__What to produce__:
Can you give the running diary again from "I just hope" up to and including "massage and stretching.", substituting "foam rolling" for "massage"?

Day 82–Cold, Cold, Cold

The intention yesterday was to head to Newark to take part in parkrun. However through Friday evening it was clear I had caught one of the daughter’s colds – my throat was on fire and my nose rapidly becoming more and more blocked.

A fraught night’s sleep which saw me wake pretty much every hour to relieve the throat, saw me clearly in no fit state to take part in a swift run. I’d debated long and hard whether to run at all, in the end I did because I felt the cold had not got any worse since I’d risen and indeed was starting to get a little better.

So it was six easy paced miles on the usual riverside park out and back run. The legs were a little stiff and I couldn’t have gone much faster than I did, but I don’t think I did too much damage running – the heart rate remained as I’d expect it too and the pace actually quickened over the miles to be not far off what I’d expect for an easy paced run.

I just hope now I can continue to recover to be fit for tomorrow’s long 24 mile run. I don’t really have an alternative date in the calendar if it cannot be tomorrow, so have to keep my fingers crossed.

Day 81–Quicker Than Yesterday…

After yesterday’s interesting club run which remarked a particularly telling Strava comment are you logging your walks now? it was back to business this morning. A narrow window to head out, I was originally planning to run ten miles but only had time for eight.

The legs felt a little tired, but not unbearably so. The only real developing issue at the moment is a grumbling left hip (the opposite one to the one that’s been giving all the trouble for the past few months) which can also be felt at times in the IT band and the Piraformis. Hopefully this can be kept under control with massage and stretching.

__Data section__:
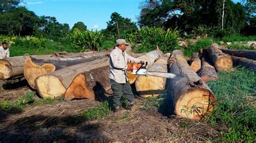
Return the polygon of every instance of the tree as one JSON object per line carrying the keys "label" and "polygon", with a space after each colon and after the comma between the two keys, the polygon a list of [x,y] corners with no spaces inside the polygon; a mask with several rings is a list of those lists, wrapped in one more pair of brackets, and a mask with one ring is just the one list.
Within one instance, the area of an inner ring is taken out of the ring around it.
{"label": "tree", "polygon": [[72,30],[77,28],[80,31],[86,31],[87,30],[86,25],[84,25],[84,23],[79,22],[74,24]]}
{"label": "tree", "polygon": [[138,29],[136,23],[132,22],[131,19],[123,17],[116,12],[111,14],[110,18],[111,20],[107,22],[105,31],[113,34],[120,37],[120,35],[130,33]]}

__Finished task__:
I just hope now I can continue to recover to be fit for tomorrow’s long 24 mile run. I don’t really have an alternative date in the calendar if it cannot be tomorrow, so have to keep my fingers crossed.

Day 81–Quicker Than Yesterday…

After yesterday’s interesting club run which remarked a particularly telling Strava comment are you logging your walks now? it was back to business this morning. A narrow window to head out, I was originally planning to run ten miles but only had time for eight.

The legs felt a little tired, but not unbearably so. The only real developing issue at the moment is a grumbling left hip (the opposite one to the one that’s been giving all the trouble for the past few months) which can also be felt at times in the IT band and the Piraformis. Hopefully this can be kept under control with foam rolling and stretching.